BEGIN TASK INPUT
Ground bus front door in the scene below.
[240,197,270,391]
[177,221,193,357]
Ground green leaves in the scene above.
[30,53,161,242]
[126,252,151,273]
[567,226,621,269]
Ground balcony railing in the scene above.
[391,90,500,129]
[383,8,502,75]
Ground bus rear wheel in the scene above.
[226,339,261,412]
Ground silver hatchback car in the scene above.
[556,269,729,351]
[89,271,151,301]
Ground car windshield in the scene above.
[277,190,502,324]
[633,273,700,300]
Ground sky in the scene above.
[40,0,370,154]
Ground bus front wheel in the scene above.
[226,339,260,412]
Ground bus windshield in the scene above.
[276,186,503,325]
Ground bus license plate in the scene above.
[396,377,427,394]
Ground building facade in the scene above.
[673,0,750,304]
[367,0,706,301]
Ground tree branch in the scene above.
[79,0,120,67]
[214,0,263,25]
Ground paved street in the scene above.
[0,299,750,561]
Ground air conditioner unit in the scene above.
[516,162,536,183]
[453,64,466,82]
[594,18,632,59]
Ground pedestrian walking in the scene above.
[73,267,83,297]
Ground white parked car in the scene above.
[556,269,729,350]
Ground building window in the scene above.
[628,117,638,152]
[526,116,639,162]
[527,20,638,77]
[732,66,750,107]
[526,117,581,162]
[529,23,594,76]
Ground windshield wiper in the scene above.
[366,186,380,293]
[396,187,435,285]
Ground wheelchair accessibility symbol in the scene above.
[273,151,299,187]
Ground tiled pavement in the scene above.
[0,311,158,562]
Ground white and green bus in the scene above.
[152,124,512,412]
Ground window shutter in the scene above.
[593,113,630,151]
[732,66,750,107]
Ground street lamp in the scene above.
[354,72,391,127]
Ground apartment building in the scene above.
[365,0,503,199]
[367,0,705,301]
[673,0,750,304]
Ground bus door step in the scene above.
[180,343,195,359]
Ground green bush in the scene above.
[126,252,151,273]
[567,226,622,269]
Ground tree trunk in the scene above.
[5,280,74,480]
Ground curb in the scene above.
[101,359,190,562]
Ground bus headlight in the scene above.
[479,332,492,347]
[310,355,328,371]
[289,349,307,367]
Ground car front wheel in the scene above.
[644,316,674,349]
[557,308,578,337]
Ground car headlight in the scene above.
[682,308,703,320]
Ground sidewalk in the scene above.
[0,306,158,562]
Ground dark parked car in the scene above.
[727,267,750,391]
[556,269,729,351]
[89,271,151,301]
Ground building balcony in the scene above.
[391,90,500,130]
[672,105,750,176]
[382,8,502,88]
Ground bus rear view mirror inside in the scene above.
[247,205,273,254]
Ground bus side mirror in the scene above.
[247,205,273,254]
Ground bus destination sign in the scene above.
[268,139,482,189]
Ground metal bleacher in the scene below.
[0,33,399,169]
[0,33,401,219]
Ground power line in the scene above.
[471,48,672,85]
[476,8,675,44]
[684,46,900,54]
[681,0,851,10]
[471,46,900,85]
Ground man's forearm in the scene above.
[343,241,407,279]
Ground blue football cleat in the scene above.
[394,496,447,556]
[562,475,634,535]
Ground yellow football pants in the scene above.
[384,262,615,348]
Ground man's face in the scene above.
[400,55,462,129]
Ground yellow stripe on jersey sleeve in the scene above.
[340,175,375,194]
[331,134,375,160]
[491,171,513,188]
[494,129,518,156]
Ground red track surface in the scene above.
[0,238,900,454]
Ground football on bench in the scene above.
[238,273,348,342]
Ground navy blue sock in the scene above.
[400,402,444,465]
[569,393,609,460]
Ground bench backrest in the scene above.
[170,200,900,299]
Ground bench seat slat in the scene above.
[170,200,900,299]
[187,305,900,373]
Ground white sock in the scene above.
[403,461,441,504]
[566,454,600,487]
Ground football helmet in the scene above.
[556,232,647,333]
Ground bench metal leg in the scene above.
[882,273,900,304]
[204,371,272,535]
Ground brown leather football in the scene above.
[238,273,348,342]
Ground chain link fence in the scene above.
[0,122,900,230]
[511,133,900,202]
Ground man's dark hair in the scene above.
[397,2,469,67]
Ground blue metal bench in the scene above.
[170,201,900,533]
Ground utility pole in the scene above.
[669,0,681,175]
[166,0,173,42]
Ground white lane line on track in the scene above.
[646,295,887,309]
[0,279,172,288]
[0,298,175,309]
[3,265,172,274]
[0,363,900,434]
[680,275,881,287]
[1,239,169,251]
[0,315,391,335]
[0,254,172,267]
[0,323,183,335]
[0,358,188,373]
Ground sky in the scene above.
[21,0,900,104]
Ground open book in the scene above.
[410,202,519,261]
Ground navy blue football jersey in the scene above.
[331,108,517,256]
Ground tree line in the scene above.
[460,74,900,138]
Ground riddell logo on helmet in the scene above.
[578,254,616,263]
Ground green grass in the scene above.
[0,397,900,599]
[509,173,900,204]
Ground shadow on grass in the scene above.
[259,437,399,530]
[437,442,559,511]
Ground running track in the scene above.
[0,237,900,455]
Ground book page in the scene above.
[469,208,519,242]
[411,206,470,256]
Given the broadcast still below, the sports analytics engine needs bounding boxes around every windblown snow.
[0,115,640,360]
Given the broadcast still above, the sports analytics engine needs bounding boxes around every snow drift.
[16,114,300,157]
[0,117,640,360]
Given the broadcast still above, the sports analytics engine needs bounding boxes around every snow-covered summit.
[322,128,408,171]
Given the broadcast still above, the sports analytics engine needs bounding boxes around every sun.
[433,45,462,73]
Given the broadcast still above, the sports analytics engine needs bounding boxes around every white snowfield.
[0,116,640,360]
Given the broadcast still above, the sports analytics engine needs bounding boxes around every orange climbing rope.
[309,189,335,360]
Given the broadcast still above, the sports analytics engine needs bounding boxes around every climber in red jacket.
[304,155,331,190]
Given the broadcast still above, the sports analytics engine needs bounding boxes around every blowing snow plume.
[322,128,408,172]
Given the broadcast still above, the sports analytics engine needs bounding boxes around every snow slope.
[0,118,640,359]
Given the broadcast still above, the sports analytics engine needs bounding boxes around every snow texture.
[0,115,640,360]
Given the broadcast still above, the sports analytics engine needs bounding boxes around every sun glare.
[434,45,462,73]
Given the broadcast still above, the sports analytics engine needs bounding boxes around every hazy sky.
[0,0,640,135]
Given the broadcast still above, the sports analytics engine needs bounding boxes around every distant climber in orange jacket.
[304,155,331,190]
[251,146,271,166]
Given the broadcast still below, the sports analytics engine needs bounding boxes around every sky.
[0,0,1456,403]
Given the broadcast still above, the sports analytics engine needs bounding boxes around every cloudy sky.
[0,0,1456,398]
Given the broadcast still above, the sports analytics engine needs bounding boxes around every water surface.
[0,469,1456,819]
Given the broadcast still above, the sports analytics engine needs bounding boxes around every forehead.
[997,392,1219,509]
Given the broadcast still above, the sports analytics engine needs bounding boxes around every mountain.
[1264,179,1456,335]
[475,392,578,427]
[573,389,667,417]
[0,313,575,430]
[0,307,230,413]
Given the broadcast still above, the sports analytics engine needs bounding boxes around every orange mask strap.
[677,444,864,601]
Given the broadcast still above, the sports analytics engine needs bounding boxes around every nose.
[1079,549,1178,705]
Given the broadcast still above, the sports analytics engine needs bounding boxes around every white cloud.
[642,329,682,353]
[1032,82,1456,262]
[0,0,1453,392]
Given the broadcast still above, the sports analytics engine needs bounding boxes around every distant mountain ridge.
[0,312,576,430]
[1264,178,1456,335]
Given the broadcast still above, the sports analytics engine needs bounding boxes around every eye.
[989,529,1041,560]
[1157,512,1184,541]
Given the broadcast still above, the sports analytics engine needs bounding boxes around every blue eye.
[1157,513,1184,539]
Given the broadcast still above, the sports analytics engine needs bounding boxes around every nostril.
END TASK INPUT
▸ WHAT TO DO: Extract every one of the stored entries above, from the first item to the last, and reproduce each line verbatim.

▸ FINISHED ANSWER:
Ground bus front door in the scene below.
[240,197,270,391]
[177,221,193,357]
Ground green leaves in the scene above.
[30,53,161,242]
[126,252,151,273]
[567,226,621,269]
Ground balcony railing in the scene above.
[391,90,500,129]
[383,8,502,75]
Ground bus rear wheel in the scene above.
[226,339,261,412]
Ground silver hatchback car in the scene above.
[556,269,729,351]
[89,271,151,301]
Ground car windshield in the scene above.
[277,190,502,324]
[633,273,700,300]
Ground sky in the scene above.
[40,0,370,154]
Ground bus front wheel in the scene above.
[226,339,260,412]
Ground bus windshield in the scene above.
[276,186,503,325]
Ground bus license plate in the scene above.
[396,377,427,394]
Ground building facade in the scene above.
[673,0,750,304]
[367,0,706,301]
Ground tree branch in the scene above.
[79,0,120,67]
[214,0,263,25]
Ground paved street in the scene above.
[0,299,750,561]
Ground air conditioner unit in the scene above.
[516,162,536,183]
[453,64,466,82]
[594,18,632,59]
Ground pedestrian walking in the scene above.
[73,267,83,297]
Ground white parked car in the scene above.
[556,269,729,350]
Ground building window in the scene above.
[628,117,638,152]
[526,116,639,162]
[527,20,638,77]
[732,66,750,107]
[526,117,581,162]
[529,23,594,76]
Ground windshield wiper in the scene above.
[366,186,380,293]
[396,187,435,285]
Ground wheelchair accessibility symbol in the scene above.
[273,151,299,187]
Ground tiled pavement in the scene above.
[0,311,158,562]
Ground white and green bus in the scene above.
[152,124,512,412]
Ground window shutter in the scene above.
[593,113,630,151]
[732,66,750,107]
Ground street lamp in the scene above.
[354,72,391,127]
Ground apartment building in the scene above.
[365,0,503,199]
[367,0,705,301]
[673,0,750,304]
Ground bus door step in the scene above.
[180,343,195,359]
Ground green bush in the scene above.
[126,252,151,273]
[567,226,622,269]
Ground tree trunk in the scene above.
[5,280,74,480]
Ground curb in the scene above.
[101,359,190,562]
Ground bus headlight in the scene above.
[479,332,492,347]
[310,355,328,371]
[289,349,307,367]
Ground car front wheel in the scene above.
[644,316,674,349]
[557,308,578,337]
Ground car headlight in the scene above.
[682,308,703,320]
Ground sidewalk in the scene above.
[0,306,158,562]
Ground dark parked car in the scene above.
[727,267,750,391]
[556,269,729,351]
[89,271,151,301]
Ground building balcony in the scene above.
[391,90,500,130]
[672,105,750,176]
[382,8,502,88]
Ground bus rear view mirror inside in the scene above.
[247,205,273,254]
Ground bus side mirror in the scene above.
[247,205,273,254]
Ground bus destination sign in the scene above.
[268,139,482,189]
Ground metal bleacher in the scene below.
[0,33,399,169]
[0,33,401,219]
Ground power line in the scene above.
[471,48,672,85]
[476,8,675,44]
[684,46,900,54]
[681,0,851,10]
[471,46,900,85]
Ground man's forearm in the scene above.
[343,241,407,279]
Ground blue football cleat in the scene above.
[394,496,447,556]
[562,475,634,535]
Ground yellow football pants in the scene above.
[384,262,615,348]
Ground man's face in the scene above.
[400,55,462,129]
Ground yellow stripe on jersey sleeve in the scene above.
[340,175,375,194]
[331,134,375,160]
[491,171,513,188]
[494,129,518,156]
Ground red track surface in the scene above.
[0,238,900,454]
Ground football on bench in the scene above.
[238,273,348,342]
Ground navy blue sock in the scene above.
[400,402,444,465]
[569,393,609,460]
Ground bench backrest in the scene above.
[170,200,900,299]
Ground bench seat slat in the scene above.
[170,200,900,299]
[187,305,900,373]
Ground white sock in the scene above.
[403,461,441,504]
[566,454,600,487]
Ground football helmet in the scene above.
[556,232,647,333]
Ground bench metal leg in the scene above.
[882,273,900,304]
[204,371,272,535]
Ground brown leather football in the scene above.
[238,273,348,342]
Ground chain link fence in the scene above.
[0,122,900,230]
[511,133,900,202]
Ground man's dark hair in the scene above.
[397,2,469,67]
Ground blue metal bench in the scene above.
[170,201,900,533]
Ground utility pole in the scene above.
[669,0,681,175]
[166,0,173,42]
Ground white lane line on track in the scene above.
[646,295,887,309]
[0,279,172,288]
[0,298,175,309]
[3,265,172,274]
[0,363,900,434]
[680,275,881,287]
[1,239,169,251]
[0,315,391,335]
[0,254,172,267]
[0,323,183,335]
[0,358,188,373]
Ground sky in the scene above.
[21,0,900,104]
Ground open book in the scene above.
[410,202,519,261]
Ground navy blue football jersey in the scene above.
[331,108,517,256]
Ground tree line in the scene above.
[460,74,900,138]
Ground riddell logo on helmet in the scene above.
[578,254,616,263]
Ground green grass in the scene above.
[0,397,900,599]
[509,173,900,204]
Ground shadow on grass in the scene above.
[259,437,399,530]
[437,442,559,511]
Ground running track in the scene above.
[0,237,900,455]
Ground book page in the scene above.
[469,208,519,242]
[411,206,470,256]
Given the broadcast still below, the sports analytics engine needs bounding boxes around every windblown snow.
[0,115,640,360]
Given the broadcast still above, the sports analytics engine needs bounding boxes around every snow drift.
[16,114,300,157]
[0,117,640,360]
Given the broadcast still above, the sports analytics engine needs bounding boxes around every snow-covered summit.
[322,128,408,171]
Given the broadcast still above, the sports analytics engine needs bounding boxes around every sun.
[433,45,462,73]
Given the broadcast still above, the sports analytics engine needs bounding boxes around every white snowfield.
[0,116,640,360]
Given the broadcast still above, the sports analytics engine needs bounding boxes around every orange climbing rope.
[309,189,335,360]
Given the broadcast still above, the sports analytics engine needs bounding boxes around every climber in red jacket.
[304,155,331,190]
Given the broadcast still above, the sports analytics engine needs bounding boxes around every blowing snow plume.
[322,128,408,172]
Given the broadcast still above, the sports analytics engine needs bounding boxes around every snow slope.
[0,118,640,359]
Given the broadcast still above, the sports analytics engine needs bounding boxes around every snow texture.
[0,115,640,360]
Given the broadcast still above, the sports analytics engine needs bounding boxes around every sun glare.
[434,45,462,73]
Given the broadcast still above, the sports analytics engine needs bounding boxes around every hazy sky.
[0,0,640,135]
Given the broadcast still above, the sports analytics engine needs bounding boxes around every distant climber in orange jacket.
[304,155,331,190]
[251,146,271,166]
Given the broadcast still below, the sports analytics engine needs bounding boxes around every sky.
[0,0,1456,403]
Given the broadcast still above, the sports analytics engine needs bounding boxes around every cloudy sky.
[0,0,1456,398]
Given the broadcast still above, the sports analytics engine needs bounding boxes around every water surface.
[0,469,1456,819]
Given the broadcast still above, the sports analytics engine needs bounding boxes around every forehead.
[997,392,1219,509]
Given the broadcast still above, the sports analytics engine needs bounding boxes around every mountain.
[1264,179,1456,335]
[475,392,578,427]
[573,389,667,417]
[0,313,575,430]
[0,307,230,413]
Given the broadcast still above, the sports analytics engine needs bounding boxes around every orange mask strap.
[677,444,864,601]
Given the broadcast still above, the sports analytics engine needs bounding boxes around every nose.
[1079,549,1178,705]
Given the broadcast still above, the sports analytics engine needs bounding boxes around every white cloud.
[642,329,682,353]
[1032,82,1456,262]
[0,0,1453,392]
Given the broadcast still above, the sports analytics engine needs bounding boxes around every distant mountain ridge.
[0,312,576,430]
[1264,178,1456,335]
Given the broadcast still above, the sports analytics engine needs bounding boxes around every eye.
[989,529,1041,560]
[1157,512,1184,541]
Given the broadcast still above, the sports analytics engine needs bounding boxes around every blue eye.
[1157,513,1184,539]
Given the broadcast still above, the sports analytics engine needs bounding boxes around every nostril.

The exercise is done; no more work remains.